### GIVEN RECORDS
▽

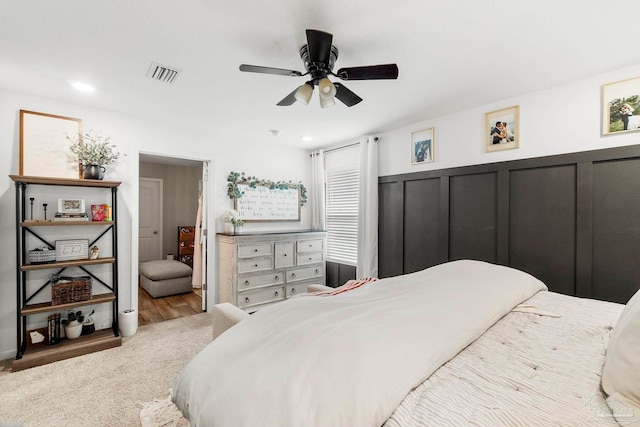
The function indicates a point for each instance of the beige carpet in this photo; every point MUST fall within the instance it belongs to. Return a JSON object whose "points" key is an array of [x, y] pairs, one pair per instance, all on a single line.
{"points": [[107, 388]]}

△
▽

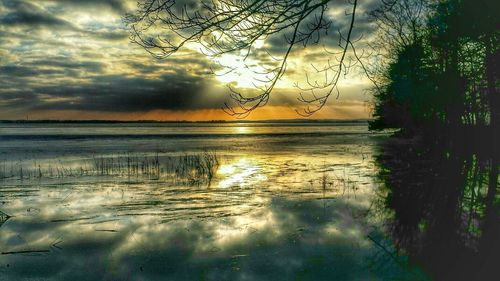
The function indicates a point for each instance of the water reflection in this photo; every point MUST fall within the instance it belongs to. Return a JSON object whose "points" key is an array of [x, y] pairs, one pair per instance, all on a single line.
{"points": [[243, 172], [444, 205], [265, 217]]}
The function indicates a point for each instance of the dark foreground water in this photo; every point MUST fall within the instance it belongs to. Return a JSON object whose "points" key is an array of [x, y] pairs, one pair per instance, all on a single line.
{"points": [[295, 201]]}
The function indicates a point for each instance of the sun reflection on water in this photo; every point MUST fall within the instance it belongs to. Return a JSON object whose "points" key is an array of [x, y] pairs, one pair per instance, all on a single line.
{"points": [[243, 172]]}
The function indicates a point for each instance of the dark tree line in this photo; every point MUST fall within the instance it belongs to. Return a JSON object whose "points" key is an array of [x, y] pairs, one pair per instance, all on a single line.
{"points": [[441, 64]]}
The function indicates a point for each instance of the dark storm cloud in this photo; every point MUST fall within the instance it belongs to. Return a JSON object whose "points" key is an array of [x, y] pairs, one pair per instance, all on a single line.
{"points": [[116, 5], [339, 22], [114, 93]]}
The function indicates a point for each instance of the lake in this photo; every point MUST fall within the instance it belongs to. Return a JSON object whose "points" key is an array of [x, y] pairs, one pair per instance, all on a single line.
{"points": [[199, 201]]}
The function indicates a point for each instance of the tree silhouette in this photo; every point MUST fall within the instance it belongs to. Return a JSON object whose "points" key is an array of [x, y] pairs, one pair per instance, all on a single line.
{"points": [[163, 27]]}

△

### AIM
Count the lines in the entries above that contain the string "tree". Case counts. Reply with the number alone.

### EXERCISE RESPONSE
2